## WORK INSTRUCTION
When you reach the entries below, transcribe each one exactly as it stands.

## SOURCE DATA
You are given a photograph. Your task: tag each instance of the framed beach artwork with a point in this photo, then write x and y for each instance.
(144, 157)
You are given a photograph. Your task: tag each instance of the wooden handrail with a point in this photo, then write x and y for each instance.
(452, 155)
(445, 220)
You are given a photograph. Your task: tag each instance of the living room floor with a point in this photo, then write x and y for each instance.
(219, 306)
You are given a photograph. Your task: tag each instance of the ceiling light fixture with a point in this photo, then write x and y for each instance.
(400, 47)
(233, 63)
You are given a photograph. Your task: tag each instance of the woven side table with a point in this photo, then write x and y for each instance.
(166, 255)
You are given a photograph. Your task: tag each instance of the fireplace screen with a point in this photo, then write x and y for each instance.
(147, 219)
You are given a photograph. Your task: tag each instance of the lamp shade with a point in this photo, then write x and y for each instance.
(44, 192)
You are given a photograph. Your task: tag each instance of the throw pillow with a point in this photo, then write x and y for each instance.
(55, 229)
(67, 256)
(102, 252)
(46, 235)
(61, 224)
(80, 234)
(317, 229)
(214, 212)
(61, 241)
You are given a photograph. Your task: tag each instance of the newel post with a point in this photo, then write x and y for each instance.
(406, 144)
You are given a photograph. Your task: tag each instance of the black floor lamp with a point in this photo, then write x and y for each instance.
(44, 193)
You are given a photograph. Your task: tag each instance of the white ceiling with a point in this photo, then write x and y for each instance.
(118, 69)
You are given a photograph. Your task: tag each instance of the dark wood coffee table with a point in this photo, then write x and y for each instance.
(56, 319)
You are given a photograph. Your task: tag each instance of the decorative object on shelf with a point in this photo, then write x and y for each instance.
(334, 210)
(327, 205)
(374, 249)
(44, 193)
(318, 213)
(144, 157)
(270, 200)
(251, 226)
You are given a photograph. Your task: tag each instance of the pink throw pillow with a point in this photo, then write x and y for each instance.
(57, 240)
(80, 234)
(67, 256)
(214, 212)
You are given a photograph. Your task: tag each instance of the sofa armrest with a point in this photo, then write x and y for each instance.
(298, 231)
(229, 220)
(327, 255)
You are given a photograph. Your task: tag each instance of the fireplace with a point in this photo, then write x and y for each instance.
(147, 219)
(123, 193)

## TASK ANSWER
You are given a photograph. Your task: tag each instance of the framed beach artwork with a point in this photo, then write x and y for each instance.
(144, 157)
You are given a photograph. Your task: tag each instance of the wooden handrail with a point in this photo, then write x and y for each instance.
(452, 155)
(445, 220)
You are given a photograph. Your task: tag each instance of the living room floor with a point in this photo, then write x and y for each instance.
(219, 306)
You are given a photograph. Your task: tag each instance of the ceiling light fixture with a point in this photo, then write x and y for each instance.
(400, 47)
(233, 63)
You are given a photograph. Your task: tag each instance of the woven side table with a point in this photo, then write x and y for each instance.
(166, 255)
You are given a photograph. Your task: tag each instance of the fireplace screen with a point in this photo, then write x and y for each instance.
(147, 219)
You are given a photograph. Your task: tag each instance of the lamp shade with a point in this photo, then write x and y for each instance.
(44, 192)
You are given a photograph. Your task: tag each instance of the throw pillow with a point in this photo, then write x and y for each instance.
(55, 229)
(67, 256)
(102, 252)
(46, 235)
(61, 224)
(80, 234)
(317, 229)
(214, 212)
(61, 241)
You are given a photograph. Your task: tag each instance of the newel post with a point in this photo, then write x and y for each instance.
(406, 144)
You are given a photograph. Your task: tag each instance of the black floor lamp with a point in this photo, then write x and y for each instance.
(44, 193)
You are given a photograph. Your task: tag each instance of the white ceiling with a point in this photo, then write x and y for each instance.
(118, 69)
You are given a photograph. Your task: tag each instance of the dark wood coffee table with a point in this photo, then write x and y for each instance.
(56, 319)
You are given a photograph. Your task: tag each instance of the decorative object on shelf with a point in this photo, then write x and y for each instance.
(334, 210)
(327, 205)
(374, 249)
(44, 193)
(318, 213)
(144, 157)
(270, 200)
(251, 226)
You are given a photograph. Your task: tag each instance of the pink throw pillow with a point in this photo, then write x and y for each instance.
(57, 240)
(80, 234)
(67, 256)
(214, 212)
You are given a photograph. Your task: tag each instance of the sofa armrest with a point in this photo, then write x and y for each instance.
(298, 231)
(229, 220)
(327, 255)
You are given a photograph. Your task: tag each instance of the fireplace with a point in this photo, then write x and y for each instance.
(147, 219)
(123, 193)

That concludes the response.